▶ [Problem]
Nothing but an exact repeat of the data, with pictures removed, belongs in the answer.

==========

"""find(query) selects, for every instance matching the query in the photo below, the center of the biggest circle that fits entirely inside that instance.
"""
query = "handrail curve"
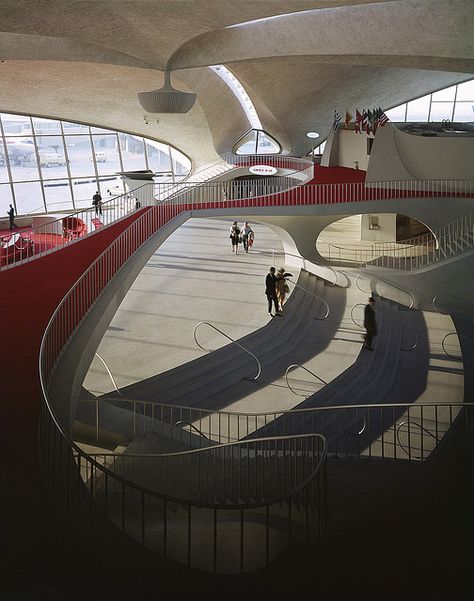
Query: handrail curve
(295, 365)
(185, 422)
(112, 379)
(321, 458)
(409, 423)
(440, 308)
(458, 335)
(352, 315)
(326, 306)
(201, 323)
(380, 279)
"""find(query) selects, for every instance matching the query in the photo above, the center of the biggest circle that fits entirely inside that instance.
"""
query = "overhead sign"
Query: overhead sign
(263, 170)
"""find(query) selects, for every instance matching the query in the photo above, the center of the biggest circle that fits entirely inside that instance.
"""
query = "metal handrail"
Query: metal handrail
(208, 504)
(454, 333)
(352, 314)
(229, 338)
(414, 345)
(272, 413)
(377, 277)
(439, 308)
(109, 374)
(315, 296)
(402, 446)
(184, 422)
(306, 369)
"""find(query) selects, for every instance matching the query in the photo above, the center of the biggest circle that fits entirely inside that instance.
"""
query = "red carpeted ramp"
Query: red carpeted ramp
(29, 294)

==========

▶ [Response]
"""find(query) selects, for every instance matching the query in the photo below, the center of the biggest circle that fits entirely inside that instance.
"""
query = "handrail curve"
Query: handrail curve
(295, 365)
(185, 422)
(112, 379)
(321, 458)
(409, 423)
(440, 308)
(458, 335)
(352, 315)
(326, 306)
(201, 323)
(380, 279)
"""find(query) selects, for every instance matching the query in the photo above, the center of the biggest circle that fits entirely inside that instance.
"""
query = "overhead sign"
Query: overhead sign
(263, 170)
"""find(query) selects, for every instance matching the query in the photo above, the center of the biggest circle that fits entirely inside that instance.
"""
query = "metal handrail"
Query: metal handrail
(208, 504)
(454, 333)
(352, 314)
(229, 338)
(414, 345)
(272, 413)
(377, 277)
(439, 308)
(109, 374)
(315, 296)
(402, 446)
(184, 422)
(306, 369)
"""find(query) selects, for every instance matching the query in the photo above, the center of the biggest circle that fits entirely inside that instance.
"""
query = "red carpeted ramp"
Query: red carpeted ramp
(29, 294)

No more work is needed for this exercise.